Start of Record extracts
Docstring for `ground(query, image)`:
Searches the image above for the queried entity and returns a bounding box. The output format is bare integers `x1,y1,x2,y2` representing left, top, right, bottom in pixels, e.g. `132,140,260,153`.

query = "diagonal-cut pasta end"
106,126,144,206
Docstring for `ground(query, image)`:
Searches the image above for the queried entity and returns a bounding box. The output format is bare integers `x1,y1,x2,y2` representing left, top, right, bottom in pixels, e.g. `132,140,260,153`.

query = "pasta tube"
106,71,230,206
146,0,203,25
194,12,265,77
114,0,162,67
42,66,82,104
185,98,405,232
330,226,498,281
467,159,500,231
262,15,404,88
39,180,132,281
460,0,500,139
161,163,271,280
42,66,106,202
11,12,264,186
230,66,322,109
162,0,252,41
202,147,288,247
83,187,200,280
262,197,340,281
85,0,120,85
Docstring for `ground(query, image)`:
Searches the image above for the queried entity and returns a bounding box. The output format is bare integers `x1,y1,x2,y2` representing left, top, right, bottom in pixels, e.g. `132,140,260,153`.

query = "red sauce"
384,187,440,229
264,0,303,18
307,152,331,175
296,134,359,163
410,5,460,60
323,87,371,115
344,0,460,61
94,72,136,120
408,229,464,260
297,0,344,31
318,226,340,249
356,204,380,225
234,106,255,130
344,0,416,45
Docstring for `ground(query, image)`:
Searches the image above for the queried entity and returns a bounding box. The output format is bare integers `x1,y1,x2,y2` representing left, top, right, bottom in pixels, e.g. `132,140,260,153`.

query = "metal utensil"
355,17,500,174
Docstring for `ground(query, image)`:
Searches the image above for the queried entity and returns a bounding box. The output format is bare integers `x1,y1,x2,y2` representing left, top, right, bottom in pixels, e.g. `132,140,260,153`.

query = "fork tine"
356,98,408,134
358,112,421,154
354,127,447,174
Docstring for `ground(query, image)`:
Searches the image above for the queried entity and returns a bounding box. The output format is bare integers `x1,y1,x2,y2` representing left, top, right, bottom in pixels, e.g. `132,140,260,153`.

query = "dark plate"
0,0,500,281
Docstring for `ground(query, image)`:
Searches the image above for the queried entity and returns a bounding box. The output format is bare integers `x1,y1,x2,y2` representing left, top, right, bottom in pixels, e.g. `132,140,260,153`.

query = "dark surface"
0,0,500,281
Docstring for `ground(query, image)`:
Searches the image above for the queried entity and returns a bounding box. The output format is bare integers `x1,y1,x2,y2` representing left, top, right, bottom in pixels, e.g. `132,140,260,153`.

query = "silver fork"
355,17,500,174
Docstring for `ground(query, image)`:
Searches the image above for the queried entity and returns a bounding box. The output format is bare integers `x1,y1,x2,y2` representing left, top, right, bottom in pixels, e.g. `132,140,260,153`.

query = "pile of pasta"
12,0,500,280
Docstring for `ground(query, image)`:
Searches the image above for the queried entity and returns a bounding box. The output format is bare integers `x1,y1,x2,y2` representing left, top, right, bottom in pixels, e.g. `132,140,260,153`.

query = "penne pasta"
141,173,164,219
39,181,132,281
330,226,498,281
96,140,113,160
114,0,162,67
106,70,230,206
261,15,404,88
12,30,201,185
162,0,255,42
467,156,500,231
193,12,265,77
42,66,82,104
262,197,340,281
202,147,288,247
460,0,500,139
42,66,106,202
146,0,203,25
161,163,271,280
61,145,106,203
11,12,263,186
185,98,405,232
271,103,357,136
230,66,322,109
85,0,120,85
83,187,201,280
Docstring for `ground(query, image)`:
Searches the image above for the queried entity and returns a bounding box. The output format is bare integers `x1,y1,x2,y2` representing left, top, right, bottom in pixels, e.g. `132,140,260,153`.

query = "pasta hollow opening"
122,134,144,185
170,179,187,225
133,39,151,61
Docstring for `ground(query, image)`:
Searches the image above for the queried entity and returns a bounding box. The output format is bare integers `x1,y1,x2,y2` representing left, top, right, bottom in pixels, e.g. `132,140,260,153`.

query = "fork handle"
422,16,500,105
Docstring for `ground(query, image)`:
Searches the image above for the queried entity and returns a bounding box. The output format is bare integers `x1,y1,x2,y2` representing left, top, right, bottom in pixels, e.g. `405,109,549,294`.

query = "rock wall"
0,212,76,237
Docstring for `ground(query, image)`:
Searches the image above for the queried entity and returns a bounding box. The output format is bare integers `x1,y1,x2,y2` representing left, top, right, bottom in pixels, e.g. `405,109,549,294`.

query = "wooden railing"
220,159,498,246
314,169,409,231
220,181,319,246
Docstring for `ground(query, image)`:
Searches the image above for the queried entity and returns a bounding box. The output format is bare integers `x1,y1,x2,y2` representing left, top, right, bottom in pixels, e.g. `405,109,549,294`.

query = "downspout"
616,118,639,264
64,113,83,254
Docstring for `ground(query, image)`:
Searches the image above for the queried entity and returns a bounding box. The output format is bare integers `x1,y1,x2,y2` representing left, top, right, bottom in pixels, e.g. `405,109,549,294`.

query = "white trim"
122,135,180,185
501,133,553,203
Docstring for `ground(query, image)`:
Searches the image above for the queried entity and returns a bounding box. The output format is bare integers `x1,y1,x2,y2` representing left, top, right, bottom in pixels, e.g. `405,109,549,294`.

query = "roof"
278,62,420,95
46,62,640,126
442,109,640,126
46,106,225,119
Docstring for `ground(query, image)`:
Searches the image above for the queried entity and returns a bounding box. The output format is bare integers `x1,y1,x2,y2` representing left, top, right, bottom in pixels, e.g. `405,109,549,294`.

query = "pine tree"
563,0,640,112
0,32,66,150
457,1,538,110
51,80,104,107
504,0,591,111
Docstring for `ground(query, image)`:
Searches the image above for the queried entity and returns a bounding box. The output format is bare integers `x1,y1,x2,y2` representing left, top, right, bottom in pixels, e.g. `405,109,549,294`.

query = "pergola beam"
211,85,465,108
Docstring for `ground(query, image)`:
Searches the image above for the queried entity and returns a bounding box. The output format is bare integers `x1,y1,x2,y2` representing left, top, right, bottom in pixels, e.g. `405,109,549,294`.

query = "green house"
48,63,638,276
End of Record extracts
Task directions: Please find every line of the data above that contains the word "fork", and copy each of those lines.

Answer for the task:
query = "fork tine"
query = "silver fork"
query = "fork handle"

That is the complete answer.